▶ [SET EXERCISE 1]
In the opinion piece on Kashmir, how much land is the UP government acquiring for the highway and five townships?

Kashmir: insensitive Indian polity

Definitely, Indian parliamentarians need to be credited for raising their voice in support of farmers’ agitation in Uttar Pradesh and against the state government led by Chief Minister Mayawati. Death of three farmers in police firing at Tappal, near Aligarh, on August 15 naturally gave concerned legislators substantial political fuel to make noise in both houses of Parliament the following day. They have raised certain valid points. The agitating farmers are not satisfied with UP government’s compensation for the 5,665 hectares (56.65 sq km) land it is acquiring for the highway and five townships.

Facing strong political pressure, UP government is expected to increase compensation from Rs 449 per square metre to Rs 570 per square metre. The agitators, however, want compensation at par with what was paid to farmers in Noida, that is Rs 880 per square metre. The UP government has also agreed to increase the compensation to families of those killed from Rs 5 lakh to Rs 10 lakh and of injured to Rs 2 lakh. The farmers, however, still remain agitated and politicians supporting them are apparently leaving no stones unturned to “help” them. While Samajwadi Party (SP) has demanded dismissal of Mayawati government, the BJP has blamed the chief minister as “anti-farmer” and “pro-builder.”  

Lately, the Parliament has also witnessed stormy scenes on legislators demanding an increase in their salaries. Certainly, the respected Members of Parliament have the right to raise their voice on what they feel concerned about. Democratically, as elected representatives of the people, it is also their duty to draw the government and the country’s attention to issues which disturb them: whether it is the farmers’ agitation in UP, their own grievance over their pay-packet or some other problem.

One, however, remains a little stunned at the strong alacrity and vehemence with which the respected legislators have raised their voice over these two issues. Certainly, politics aside, there is a humane angle to their expressing anger over the death of three farmers because of police firing in UP. But why has the same political spirit not been displayed regarding the civilian deaths in Jammu and Kashmir? More than 60 Kashmiris, mostly young boys and girls, have fallen victims to state-controlled bullets in Kashmir since June 11. What has silenced the humane approach regarding deaths in Kashmir, which has been displayed strongly by our politicians over farmers’ death in UP? Till date, it has not been clear whether the relatives of those killed in Kashmir are ever going to receive any compensation or not. What has prevented the elected representatives in raising their voice demanding explanation on this?

▶ [STORED ROWS]

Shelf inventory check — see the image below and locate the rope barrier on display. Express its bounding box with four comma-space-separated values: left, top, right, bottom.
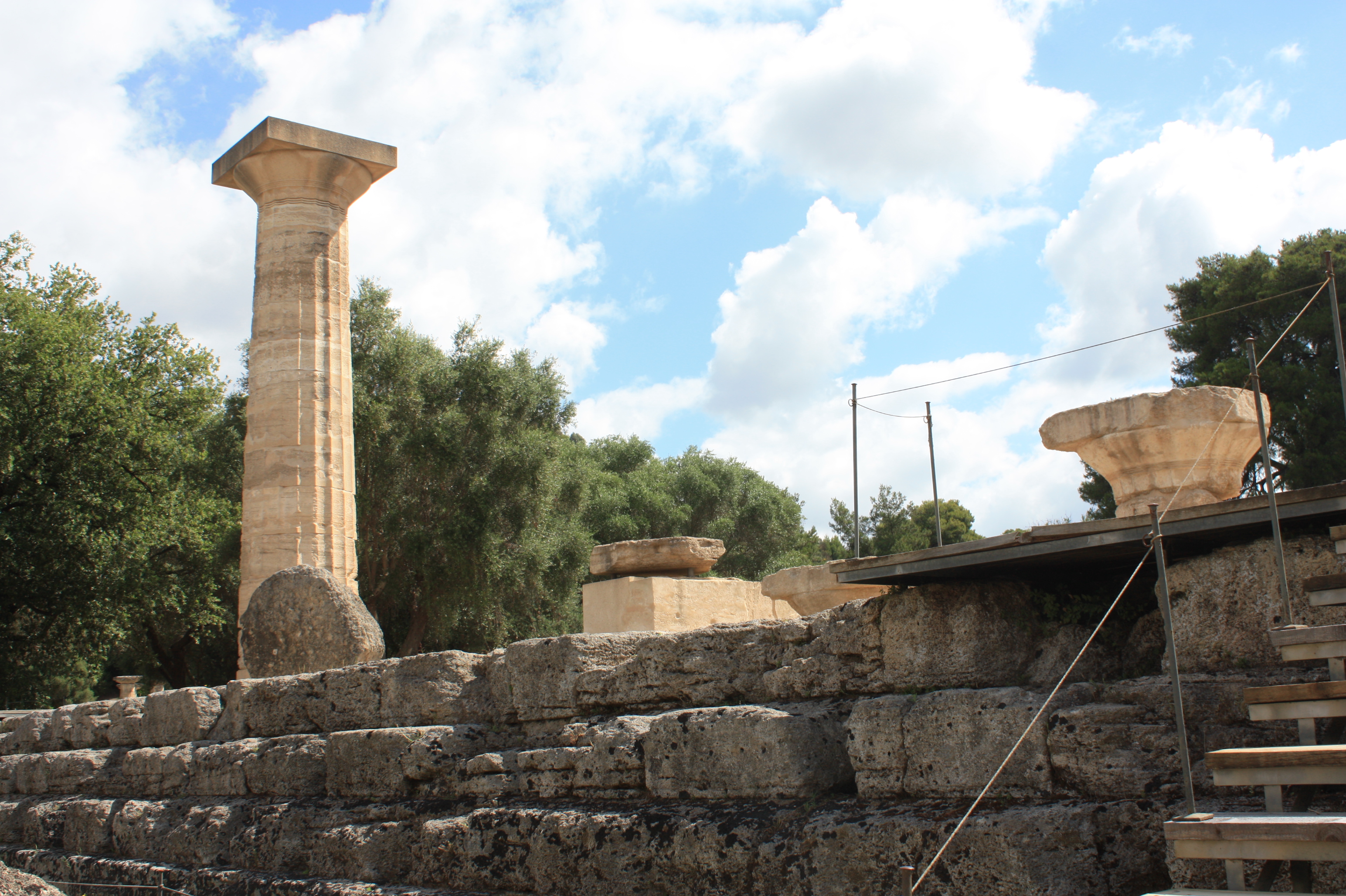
860, 280, 1329, 398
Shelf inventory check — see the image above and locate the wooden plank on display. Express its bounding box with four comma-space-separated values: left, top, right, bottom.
1271, 625, 1346, 647
1304, 573, 1346, 591
1206, 737, 1346, 770
1210, 766, 1346, 780
1221, 681, 1346, 699
829, 483, 1346, 584
1164, 813, 1346, 839
1248, 699, 1346, 721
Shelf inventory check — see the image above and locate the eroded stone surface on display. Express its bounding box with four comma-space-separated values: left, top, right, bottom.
1038, 386, 1271, 516
590, 536, 724, 576
762, 563, 888, 616
238, 565, 384, 678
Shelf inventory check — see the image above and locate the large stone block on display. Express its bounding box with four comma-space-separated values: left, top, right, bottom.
762, 563, 888, 616
883, 581, 1037, 690
581, 576, 798, 634
238, 565, 384, 678
645, 702, 855, 798
380, 650, 498, 728
140, 688, 222, 747
1038, 386, 1271, 516
590, 536, 724, 576
1164, 536, 1346, 673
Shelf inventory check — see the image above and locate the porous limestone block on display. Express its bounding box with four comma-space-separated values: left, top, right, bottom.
1164, 536, 1346, 674
67, 699, 116, 750
1038, 386, 1271, 516
0, 862, 65, 896
238, 563, 384, 678
121, 744, 195, 797
4, 709, 55, 755
500, 634, 642, 723
108, 697, 146, 747
370, 650, 496, 728
902, 688, 1051, 798
645, 701, 855, 799
845, 694, 913, 797
140, 688, 222, 747
583, 576, 798, 634
590, 536, 724, 576
883, 581, 1038, 690
223, 673, 323, 740
762, 563, 888, 616
327, 725, 495, 798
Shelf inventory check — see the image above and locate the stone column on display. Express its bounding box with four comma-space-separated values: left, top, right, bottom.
211, 119, 397, 678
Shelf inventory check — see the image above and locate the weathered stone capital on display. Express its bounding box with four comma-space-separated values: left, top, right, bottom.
210, 117, 397, 210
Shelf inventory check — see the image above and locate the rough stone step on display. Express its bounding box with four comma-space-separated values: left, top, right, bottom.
1164, 813, 1346, 861
1303, 573, 1346, 607
1244, 681, 1346, 705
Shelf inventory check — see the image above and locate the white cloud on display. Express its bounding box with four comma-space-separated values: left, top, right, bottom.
708, 195, 1050, 417
1267, 43, 1304, 66
575, 377, 705, 438
1112, 24, 1193, 57
725, 0, 1093, 199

▶ [SET EXERCISE 2]
Please rewrite the listing as a numbered list. Begin at its first line, stop after the line that contains "860, 280, 1329, 398", drop blank lines, and leave the pictures out.

▶ [WRITTEN ANSWER 1]
5,665 hectares (56.65 sq km).

▶ [WRITTEN ANSWER 2]
1. Shelf inventory check — see the image below and locate the rope barrier on display. Express its bounding box with four comma-space-separated values: left, top, right, bottom.
2. 860, 280, 1329, 398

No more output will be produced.